* _O que fazer_
Reproduza todas as linhas dos dados abaixo, sem alterar nenhum caractere.

* _Dados do exercício_
____________

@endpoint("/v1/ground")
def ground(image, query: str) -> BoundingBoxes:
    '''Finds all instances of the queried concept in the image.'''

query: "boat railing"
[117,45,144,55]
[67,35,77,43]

____________

* _Sua resposta_
@endpoint("/v1/ground")
def ground(image, query: str) -> BoundingBoxes:
    '''Finds all instances of the queried concept in the image.'''

query: "boat railing"
[117,45,144,55]
[67,35,77,43]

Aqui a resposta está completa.